Don Gonzalo, Duke of Aquitaine (5 June 1937 – 27 May 2000) (Spanish: Gonzalo Víctor Alfonso José Bonifacio Antonio María y Todos los Santos de Borbón y Dampierre; French: Gonzalve Victor Alphonse Joseph Boniface Antoine Marie Toussaint de Bourbon) was a grandson of Alfonso XIII, King of Spain.

==Life==
Gonzalo was born in the Sant'Anna Clinic in Rome on 5 June 1937, the younger son of Infante Jaime, Duke of Segovia and his first wife, Emmanuelle de Dampierre. He was baptised in the chapel of the hospital where he had been born.

In 1941, after the death of his paternal grandfather Alfonso XIII, Gonzalo moved with his family to Lausanne, Switzerland. They lived first at the Hotel Royal before Gonzalo and his older brother Alfonso were sent to the Collège Saint-Jean in Fribourg. On 8 December 1946, Gonzalo received his First Communion and was confirmed by Cardinal Pedro Segura y Sáenz, Archbishop of Seville.

In 1953, Gonzalo visited Spain for the first time. The following year, General Francisco Franco allowed Gonzalo and Alfonso to continue their education in Spain.

In September 1955, Gonzalo and Alfonso were both injured in an automobile accident near Lausanne, on a return trip from Windsor during which they had driven all day and night.

In December 1959, Gonzalo's engagement to Dorothy Marguerite Fritz of San Francisco, daughter of Nicholas Eugene Fritz Jr., was announced. A wealthy heiress, she owned the Huntington Hotel. The marriage never took place.

In November 1961, Alfonso and Gonzalo, concerned that their father was wasting away his money, sought an injunction from a French court to compel him to turn over management of his affairs to a court-appointed trustee, being supported in their action by their grandmother, Queen Victoria Eugenie, as well as by other members of the Spanish royal family. In January 1962, the court ruled that although there were insufficient grounds to find Jaime completely incompetent, a trustee was installed to restrain undue extravagance on his part.

On 28 January 1983, at Puerto Vallarta, Mexico, Gonzalo married María del Carmen Harto y Montealegre (born 23 April 1947 in Toledo) in a civil ceremony. They were divorced less than three months later, 13 April, before the marriage had been registered in Spain.

Arms of Emanuela, Duchess of Aquitaine (since 1995).

Saved entries
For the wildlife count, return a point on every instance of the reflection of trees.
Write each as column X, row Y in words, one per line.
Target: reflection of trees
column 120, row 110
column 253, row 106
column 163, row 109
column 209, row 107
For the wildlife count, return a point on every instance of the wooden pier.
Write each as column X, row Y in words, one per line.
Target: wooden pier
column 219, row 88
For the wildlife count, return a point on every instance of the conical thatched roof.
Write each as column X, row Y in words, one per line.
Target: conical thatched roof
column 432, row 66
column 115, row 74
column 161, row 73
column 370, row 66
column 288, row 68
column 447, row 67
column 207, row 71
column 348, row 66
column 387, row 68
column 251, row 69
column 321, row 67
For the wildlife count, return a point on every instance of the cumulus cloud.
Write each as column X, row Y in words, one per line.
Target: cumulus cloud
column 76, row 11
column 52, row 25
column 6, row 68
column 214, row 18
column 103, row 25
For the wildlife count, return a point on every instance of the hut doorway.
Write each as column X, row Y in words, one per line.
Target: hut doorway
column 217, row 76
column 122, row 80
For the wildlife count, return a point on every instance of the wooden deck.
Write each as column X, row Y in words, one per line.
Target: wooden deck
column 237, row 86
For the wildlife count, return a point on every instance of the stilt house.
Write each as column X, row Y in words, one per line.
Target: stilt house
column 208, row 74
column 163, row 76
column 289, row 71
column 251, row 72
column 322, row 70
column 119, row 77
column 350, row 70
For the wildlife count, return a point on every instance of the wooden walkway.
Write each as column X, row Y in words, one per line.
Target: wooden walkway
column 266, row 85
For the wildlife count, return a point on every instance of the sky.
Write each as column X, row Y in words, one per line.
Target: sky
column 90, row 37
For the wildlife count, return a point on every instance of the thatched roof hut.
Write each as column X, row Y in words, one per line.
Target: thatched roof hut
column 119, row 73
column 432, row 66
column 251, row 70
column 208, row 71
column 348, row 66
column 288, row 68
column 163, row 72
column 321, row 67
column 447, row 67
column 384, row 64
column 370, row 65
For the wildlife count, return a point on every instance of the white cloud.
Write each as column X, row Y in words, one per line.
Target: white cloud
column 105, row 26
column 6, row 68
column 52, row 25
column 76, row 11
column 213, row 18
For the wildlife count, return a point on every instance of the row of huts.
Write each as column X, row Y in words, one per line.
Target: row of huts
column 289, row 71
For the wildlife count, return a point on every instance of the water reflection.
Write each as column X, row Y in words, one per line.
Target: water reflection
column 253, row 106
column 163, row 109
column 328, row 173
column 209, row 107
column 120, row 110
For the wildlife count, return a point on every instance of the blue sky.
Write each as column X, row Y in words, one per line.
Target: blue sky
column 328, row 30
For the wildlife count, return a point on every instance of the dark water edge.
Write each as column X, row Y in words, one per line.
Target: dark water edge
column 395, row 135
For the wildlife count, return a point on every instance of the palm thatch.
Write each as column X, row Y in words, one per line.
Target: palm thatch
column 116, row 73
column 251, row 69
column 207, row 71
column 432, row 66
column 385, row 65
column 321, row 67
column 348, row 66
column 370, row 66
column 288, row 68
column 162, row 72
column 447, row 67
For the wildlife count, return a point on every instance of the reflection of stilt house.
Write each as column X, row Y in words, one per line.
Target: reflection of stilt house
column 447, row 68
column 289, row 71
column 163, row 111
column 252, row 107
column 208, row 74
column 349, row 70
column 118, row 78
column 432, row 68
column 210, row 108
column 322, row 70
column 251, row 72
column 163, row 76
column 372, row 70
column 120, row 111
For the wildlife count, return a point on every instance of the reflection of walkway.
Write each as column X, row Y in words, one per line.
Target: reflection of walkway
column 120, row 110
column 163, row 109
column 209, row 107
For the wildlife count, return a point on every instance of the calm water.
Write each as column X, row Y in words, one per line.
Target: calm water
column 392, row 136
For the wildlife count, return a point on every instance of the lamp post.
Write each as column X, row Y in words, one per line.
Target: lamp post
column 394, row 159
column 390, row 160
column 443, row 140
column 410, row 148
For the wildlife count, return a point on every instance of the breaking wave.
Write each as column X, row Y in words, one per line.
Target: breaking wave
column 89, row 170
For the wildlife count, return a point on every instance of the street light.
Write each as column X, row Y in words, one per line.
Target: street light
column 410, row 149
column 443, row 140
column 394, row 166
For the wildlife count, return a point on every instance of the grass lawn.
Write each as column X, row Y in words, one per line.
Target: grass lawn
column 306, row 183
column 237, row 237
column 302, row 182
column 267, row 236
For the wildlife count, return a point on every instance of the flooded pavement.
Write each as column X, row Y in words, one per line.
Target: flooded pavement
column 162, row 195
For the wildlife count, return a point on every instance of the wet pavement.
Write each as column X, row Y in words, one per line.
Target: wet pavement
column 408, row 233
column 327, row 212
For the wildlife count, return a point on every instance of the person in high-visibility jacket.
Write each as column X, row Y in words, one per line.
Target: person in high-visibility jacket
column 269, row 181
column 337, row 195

### Explore the material
A. Copy word for word the stretch of the passage on Don Gonzalo from "In November 1961, Alfonso" through "Aquitaine (since 1995).".
B. In the passage on Don Gonzalo, shorten the paragraph that begins "In November 1961, Alfonso and Gonzalo" and keep its main facts.
Work only from the passage on Don Gonzalo.

### Responses to the tasks
A.
In November 1961, Alfonso and Gonzalo, concerned that their father was wasting away his money, sought an injunction from a French court to compel him to turn over management of his affairs to a court-appointed trustee, being supported in their action by their grandmother, Queen Victoria Eugenie, as well as by other members of the Spanish royal family. In January 1962, the court ruled that although there were insufficient grounds to find Jaime completely incompetent, a trustee was installed to restrain undue extravagance on his part.

On 28 January 1983, at Puerto Vallarta, Mexico, Gonzalo married María del Carmen Harto y Montealegre (born 23 April 1947 in Toledo) in a civil ceremony. They were divorced less than three months later, 13 April, before the marriage had been registered in Spain.

Arms of Emanuela, Duchess of Aquitaine (since 1995).

B. In November 1961, Alfonso and Gonzalo worried that their father was wasting his money. They asked a French court to make him give control of his affairs to a court-appointed trustee. Their grandmother, Queen Victoria Eugenie, and other members of the Spanish royal family backed them. In January 1962, the court found too little reason to call Jaime completely incompetent, but it installed a trustee to hold back his extravagance.